• [Problem to solve]: Going through the entries below, count each line containing the word "black". Report the number only.

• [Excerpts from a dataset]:
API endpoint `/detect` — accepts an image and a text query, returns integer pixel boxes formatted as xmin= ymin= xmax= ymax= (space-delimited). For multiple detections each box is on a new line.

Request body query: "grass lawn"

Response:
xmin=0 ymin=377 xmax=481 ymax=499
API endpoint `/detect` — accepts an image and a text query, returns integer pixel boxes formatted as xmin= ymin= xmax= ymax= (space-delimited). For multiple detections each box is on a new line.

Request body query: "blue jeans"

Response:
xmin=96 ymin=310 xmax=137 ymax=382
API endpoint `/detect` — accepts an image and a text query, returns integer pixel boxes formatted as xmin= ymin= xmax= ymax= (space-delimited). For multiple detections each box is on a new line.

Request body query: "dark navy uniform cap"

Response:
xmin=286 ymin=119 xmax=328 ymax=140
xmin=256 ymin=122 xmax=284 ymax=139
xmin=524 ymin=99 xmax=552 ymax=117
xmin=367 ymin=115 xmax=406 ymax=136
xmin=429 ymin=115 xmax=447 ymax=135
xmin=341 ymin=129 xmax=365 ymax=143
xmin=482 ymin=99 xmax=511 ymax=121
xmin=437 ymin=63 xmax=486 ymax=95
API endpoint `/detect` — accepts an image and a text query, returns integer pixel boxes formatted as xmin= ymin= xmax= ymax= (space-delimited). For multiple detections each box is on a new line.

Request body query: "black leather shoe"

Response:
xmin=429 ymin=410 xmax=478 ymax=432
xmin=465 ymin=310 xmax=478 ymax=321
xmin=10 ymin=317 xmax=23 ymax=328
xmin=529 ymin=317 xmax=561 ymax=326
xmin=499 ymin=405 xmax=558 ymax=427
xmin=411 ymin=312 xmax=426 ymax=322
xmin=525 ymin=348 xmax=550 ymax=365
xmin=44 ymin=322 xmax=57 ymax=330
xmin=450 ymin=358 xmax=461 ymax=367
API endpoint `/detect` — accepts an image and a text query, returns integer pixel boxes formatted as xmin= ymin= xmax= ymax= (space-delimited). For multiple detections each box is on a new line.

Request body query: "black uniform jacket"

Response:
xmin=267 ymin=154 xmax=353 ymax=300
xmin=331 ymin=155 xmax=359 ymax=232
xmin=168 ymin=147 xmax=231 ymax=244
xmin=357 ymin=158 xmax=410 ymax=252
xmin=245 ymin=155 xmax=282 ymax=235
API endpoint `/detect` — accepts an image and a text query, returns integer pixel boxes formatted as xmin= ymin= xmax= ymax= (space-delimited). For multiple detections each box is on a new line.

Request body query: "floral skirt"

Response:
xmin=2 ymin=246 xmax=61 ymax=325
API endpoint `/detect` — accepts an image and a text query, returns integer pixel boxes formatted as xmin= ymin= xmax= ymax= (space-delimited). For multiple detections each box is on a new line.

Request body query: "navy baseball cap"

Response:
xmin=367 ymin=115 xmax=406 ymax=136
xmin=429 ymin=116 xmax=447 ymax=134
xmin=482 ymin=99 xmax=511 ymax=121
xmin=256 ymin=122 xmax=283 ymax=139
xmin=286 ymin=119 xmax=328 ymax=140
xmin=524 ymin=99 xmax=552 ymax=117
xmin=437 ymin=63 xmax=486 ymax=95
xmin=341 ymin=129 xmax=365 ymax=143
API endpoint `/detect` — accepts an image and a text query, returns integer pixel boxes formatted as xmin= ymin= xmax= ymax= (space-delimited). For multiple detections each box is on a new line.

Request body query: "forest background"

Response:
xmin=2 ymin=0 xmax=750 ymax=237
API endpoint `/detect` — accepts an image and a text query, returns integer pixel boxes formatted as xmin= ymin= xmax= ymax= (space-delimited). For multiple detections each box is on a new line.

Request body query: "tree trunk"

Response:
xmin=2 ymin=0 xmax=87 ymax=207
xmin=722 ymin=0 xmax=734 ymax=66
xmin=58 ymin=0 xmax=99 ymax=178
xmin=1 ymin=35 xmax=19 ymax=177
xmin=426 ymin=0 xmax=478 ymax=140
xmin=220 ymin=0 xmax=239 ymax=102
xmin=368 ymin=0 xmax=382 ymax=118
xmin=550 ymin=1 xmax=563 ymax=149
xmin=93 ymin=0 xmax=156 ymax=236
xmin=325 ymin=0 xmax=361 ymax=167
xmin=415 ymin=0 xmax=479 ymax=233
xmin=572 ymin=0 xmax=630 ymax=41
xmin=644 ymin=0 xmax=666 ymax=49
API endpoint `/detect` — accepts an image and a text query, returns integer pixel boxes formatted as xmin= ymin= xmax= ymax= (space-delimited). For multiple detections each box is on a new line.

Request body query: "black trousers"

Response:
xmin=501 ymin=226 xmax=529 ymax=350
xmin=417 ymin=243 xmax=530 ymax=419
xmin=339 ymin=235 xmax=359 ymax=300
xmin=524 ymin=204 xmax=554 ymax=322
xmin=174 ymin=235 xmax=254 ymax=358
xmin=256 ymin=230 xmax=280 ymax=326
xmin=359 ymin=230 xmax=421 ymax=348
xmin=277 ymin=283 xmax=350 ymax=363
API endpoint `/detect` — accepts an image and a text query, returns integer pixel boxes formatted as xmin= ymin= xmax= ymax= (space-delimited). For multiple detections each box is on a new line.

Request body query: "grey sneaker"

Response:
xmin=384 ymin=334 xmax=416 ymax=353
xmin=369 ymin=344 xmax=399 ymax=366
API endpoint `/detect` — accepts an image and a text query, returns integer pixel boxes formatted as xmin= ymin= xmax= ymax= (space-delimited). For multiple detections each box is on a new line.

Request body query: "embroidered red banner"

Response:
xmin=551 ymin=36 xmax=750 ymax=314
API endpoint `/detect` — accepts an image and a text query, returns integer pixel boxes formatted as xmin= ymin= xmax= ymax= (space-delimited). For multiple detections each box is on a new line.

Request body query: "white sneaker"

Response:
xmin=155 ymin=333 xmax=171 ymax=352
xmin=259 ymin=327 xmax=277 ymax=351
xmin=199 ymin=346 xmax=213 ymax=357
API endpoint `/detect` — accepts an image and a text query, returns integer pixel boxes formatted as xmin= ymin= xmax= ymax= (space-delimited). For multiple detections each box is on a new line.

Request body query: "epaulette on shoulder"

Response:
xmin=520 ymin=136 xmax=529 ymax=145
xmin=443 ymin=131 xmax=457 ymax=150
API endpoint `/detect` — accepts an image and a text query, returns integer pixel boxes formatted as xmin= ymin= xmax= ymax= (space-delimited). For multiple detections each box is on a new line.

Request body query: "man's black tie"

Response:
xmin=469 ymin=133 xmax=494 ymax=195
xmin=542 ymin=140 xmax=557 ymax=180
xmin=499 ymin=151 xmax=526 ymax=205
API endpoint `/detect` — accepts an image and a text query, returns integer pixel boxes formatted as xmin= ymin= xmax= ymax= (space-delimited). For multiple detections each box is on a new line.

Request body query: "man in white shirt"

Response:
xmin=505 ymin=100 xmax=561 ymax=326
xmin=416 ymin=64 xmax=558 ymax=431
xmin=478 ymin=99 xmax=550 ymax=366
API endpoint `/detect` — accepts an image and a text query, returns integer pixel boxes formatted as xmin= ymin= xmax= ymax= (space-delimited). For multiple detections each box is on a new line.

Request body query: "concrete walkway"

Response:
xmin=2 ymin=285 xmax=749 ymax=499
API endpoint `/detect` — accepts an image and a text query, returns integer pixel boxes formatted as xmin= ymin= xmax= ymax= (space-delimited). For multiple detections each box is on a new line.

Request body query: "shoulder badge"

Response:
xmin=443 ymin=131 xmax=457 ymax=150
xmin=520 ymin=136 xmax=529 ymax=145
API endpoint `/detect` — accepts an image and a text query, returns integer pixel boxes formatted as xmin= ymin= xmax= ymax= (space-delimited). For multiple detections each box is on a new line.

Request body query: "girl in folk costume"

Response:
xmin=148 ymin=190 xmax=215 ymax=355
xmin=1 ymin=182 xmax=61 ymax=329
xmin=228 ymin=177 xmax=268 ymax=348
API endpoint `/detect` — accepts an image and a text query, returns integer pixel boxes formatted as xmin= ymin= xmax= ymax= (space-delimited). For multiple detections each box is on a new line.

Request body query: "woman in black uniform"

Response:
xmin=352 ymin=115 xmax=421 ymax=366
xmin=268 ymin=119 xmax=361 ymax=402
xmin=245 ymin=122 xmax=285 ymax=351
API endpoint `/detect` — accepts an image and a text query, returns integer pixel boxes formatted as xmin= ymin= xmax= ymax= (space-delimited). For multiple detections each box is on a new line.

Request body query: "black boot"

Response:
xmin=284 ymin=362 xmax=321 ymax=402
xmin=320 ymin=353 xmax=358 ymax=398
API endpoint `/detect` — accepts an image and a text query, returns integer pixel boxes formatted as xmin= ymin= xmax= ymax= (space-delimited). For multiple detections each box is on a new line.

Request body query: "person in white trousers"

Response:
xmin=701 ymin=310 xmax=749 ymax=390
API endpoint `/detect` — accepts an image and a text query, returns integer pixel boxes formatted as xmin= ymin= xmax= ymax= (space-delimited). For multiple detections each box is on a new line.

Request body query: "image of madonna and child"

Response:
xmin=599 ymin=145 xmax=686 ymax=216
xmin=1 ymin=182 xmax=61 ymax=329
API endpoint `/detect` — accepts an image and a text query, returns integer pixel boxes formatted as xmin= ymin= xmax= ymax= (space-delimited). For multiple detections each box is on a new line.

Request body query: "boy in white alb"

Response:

• [Solution]: 6